## Document
* start *

"Semper Paratus" (Latin for "Always Ready") is a 1928 song and the official march of the United States Coast Guard, having been composed in 1927 by U.S. Coast Guard Captain Francis Saltus Van Boskerck.

Etymology
Semper Paratus is the title of the song and is also the U.S. Coast Guard's official motto. The precise origin of the phrase is obscure, although the U.S. Coast Guard Historian's Office notes the first use was by the New Orleans Bee newspaper in 1836, in reference to the actions of the U.S. Revenue Cutter Service during the Ingham incident.

History

Composition
The original lyrics (seen below) were written by Captain Francis Saltus Van Boskerck in 1922, at the cabin of  in Savannah, Georgia; he wrote the music in 1927, on a "beat-up old piano" in Unalaska, Alaska.

Lyrical modifications
The current verse, as well as a second chorus, were written by Homer Smith, 3rd Naval District Coast Guard quartet; Chief Cole; and Lieutenant Walton Butterfield in 1943. In 1969, the first line of the chorus was changed from “So here's the Coast Guard marching song, We sing on land and sea.” to “We're always ready for the call, We place our trust in Thee.”

* end *

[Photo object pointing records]
* start *

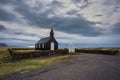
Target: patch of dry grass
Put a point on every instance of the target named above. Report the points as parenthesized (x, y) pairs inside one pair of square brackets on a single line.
[(24, 65)]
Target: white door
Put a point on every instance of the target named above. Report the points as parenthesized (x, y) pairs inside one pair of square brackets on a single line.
[(52, 46)]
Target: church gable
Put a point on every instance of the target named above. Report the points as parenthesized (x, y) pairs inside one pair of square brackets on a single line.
[(48, 43)]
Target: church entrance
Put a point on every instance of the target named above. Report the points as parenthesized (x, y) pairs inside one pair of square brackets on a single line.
[(52, 47)]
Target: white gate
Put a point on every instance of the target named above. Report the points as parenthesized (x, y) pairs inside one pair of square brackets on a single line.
[(52, 47)]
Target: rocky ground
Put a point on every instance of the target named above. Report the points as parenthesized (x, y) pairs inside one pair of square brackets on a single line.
[(82, 67)]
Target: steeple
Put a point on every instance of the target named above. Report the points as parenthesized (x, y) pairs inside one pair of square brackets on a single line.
[(51, 33)]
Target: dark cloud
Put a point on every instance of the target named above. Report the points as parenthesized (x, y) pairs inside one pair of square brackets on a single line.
[(6, 16), (98, 15), (116, 28), (2, 28), (15, 39), (70, 25), (26, 34)]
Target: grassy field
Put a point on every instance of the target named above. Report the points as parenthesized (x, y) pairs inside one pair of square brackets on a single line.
[(25, 65)]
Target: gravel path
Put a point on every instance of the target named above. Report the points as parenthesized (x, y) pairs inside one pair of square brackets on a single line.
[(82, 67)]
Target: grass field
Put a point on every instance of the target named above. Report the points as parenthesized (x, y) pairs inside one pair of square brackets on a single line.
[(25, 65)]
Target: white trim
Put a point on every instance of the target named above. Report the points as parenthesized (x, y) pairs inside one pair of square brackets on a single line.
[(43, 45), (52, 46)]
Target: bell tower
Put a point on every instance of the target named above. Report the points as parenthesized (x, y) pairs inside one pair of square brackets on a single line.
[(51, 33)]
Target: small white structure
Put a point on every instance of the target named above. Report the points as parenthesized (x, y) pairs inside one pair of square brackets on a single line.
[(71, 48)]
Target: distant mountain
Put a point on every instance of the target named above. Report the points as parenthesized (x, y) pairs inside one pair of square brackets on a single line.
[(3, 45)]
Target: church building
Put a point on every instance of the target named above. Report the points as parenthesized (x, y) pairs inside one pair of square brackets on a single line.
[(47, 43)]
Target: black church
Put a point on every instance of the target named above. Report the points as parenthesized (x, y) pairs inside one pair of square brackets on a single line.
[(47, 43)]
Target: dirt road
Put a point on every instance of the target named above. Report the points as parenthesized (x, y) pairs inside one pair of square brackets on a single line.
[(82, 67)]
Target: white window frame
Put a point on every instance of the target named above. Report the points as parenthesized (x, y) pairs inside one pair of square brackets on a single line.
[(39, 45), (43, 45)]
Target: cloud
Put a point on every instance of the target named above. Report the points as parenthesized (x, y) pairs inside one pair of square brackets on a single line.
[(2, 28), (74, 21), (116, 28)]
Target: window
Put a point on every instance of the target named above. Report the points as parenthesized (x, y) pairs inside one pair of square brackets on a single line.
[(39, 45), (42, 45)]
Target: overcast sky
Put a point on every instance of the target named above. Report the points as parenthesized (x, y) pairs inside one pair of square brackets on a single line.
[(85, 23)]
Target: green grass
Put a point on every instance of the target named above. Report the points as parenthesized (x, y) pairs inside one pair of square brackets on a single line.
[(25, 65), (4, 55), (23, 50)]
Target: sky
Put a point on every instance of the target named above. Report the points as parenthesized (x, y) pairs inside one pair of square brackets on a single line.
[(82, 23)]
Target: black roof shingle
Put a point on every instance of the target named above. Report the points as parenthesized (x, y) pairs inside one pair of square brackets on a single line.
[(44, 40)]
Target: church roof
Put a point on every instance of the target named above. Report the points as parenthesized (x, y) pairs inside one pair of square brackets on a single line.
[(44, 40)]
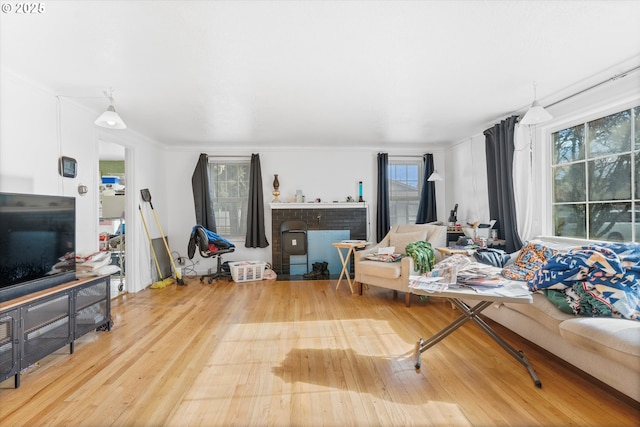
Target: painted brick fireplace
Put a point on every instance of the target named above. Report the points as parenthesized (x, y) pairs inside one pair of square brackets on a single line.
[(318, 216)]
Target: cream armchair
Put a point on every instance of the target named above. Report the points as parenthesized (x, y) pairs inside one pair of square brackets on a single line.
[(395, 275)]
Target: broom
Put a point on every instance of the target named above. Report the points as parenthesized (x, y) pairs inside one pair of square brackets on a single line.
[(146, 196), (160, 283)]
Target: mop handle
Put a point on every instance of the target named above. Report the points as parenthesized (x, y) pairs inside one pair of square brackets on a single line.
[(155, 257), (166, 245)]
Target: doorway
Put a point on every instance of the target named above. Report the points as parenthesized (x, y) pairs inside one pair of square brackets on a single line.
[(112, 184)]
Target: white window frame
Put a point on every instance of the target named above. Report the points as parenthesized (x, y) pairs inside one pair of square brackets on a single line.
[(223, 219), (545, 134), (408, 160)]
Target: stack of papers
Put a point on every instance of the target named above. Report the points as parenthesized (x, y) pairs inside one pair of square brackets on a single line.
[(428, 284)]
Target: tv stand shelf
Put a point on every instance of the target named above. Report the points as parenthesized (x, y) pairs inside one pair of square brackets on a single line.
[(38, 324)]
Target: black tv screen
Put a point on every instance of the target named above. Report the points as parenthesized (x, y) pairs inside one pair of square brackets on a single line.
[(37, 243)]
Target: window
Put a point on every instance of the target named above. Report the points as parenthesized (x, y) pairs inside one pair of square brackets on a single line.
[(405, 185), (595, 175), (230, 195)]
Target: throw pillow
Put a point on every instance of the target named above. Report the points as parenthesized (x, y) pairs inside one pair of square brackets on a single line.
[(531, 259), (401, 240)]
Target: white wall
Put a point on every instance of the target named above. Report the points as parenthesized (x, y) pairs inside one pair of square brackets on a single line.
[(37, 127), (328, 174), (31, 142), (465, 161)]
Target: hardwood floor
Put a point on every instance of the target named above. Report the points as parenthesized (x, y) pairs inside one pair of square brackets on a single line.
[(298, 353)]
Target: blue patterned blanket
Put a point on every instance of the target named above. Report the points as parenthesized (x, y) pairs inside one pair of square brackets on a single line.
[(594, 280)]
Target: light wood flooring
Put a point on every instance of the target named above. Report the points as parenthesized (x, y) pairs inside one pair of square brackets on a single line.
[(298, 353)]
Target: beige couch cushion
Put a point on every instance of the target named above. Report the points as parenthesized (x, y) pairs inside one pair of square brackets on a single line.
[(401, 240), (619, 339), (543, 311)]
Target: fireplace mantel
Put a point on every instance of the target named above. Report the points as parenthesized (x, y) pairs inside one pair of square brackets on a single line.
[(351, 216), (313, 205)]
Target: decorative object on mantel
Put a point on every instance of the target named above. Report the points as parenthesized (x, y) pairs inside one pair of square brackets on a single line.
[(276, 187)]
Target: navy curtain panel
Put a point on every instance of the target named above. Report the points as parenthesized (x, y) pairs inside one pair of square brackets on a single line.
[(427, 208), (202, 194), (256, 236), (499, 149), (383, 218)]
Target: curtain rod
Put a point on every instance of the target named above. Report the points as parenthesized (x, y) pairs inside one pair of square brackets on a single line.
[(611, 79)]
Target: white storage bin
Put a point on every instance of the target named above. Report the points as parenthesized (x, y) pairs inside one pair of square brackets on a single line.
[(246, 271)]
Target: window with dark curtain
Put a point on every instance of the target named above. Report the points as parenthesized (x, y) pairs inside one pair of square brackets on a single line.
[(200, 184), (499, 148), (256, 237), (382, 219), (427, 211)]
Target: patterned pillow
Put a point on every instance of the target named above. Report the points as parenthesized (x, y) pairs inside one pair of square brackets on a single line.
[(531, 259)]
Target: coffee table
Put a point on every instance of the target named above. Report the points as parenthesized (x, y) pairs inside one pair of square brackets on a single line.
[(457, 294)]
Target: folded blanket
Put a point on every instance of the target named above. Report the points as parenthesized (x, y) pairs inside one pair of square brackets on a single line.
[(595, 280)]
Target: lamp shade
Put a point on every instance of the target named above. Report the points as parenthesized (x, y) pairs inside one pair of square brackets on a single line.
[(536, 114), (110, 119), (435, 176)]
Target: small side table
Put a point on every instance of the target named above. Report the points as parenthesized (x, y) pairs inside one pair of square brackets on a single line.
[(350, 246), (445, 252)]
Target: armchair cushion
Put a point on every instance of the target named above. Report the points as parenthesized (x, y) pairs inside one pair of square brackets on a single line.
[(401, 240), (395, 275)]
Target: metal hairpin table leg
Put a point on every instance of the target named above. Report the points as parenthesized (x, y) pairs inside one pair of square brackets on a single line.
[(469, 313)]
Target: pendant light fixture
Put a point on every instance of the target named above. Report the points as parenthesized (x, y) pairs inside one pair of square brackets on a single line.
[(536, 113), (110, 119), (435, 176)]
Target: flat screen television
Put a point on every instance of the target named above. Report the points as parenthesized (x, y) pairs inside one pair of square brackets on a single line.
[(37, 243)]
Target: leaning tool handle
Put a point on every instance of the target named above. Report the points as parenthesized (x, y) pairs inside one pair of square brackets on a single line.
[(146, 196), (153, 251)]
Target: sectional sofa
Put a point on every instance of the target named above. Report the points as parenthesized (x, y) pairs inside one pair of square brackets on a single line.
[(603, 347)]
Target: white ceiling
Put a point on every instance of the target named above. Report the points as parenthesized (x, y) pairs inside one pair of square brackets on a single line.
[(331, 73)]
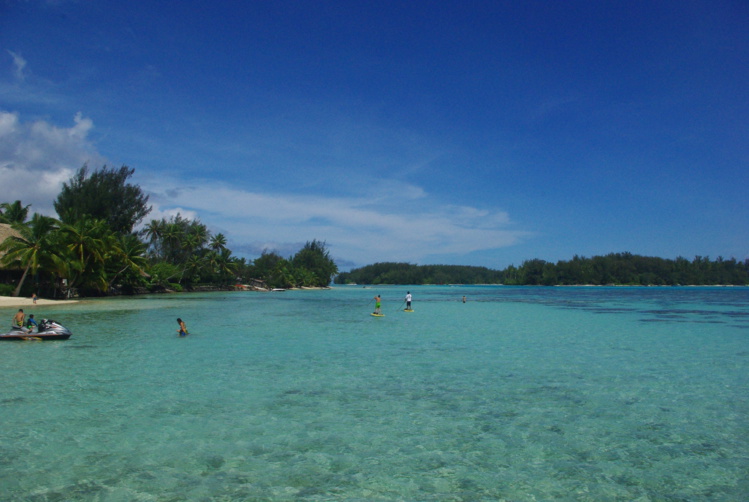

* end *

## Brief
Return everything in the text on "Semper Paratus" from "Composition" down to "in Unalaska, Alaska.", copied exactly. These records have no connection to the text about the Coast Guard march.

## Solved problem
Composition
The original lyrics (seen below) were written by Captain Francis Saltus Van Boskerck in 1922, at the cabin of  in Savannah, Georgia; he wrote the music in 1927, on a "beat-up old piano" in Unalaska, Alaska.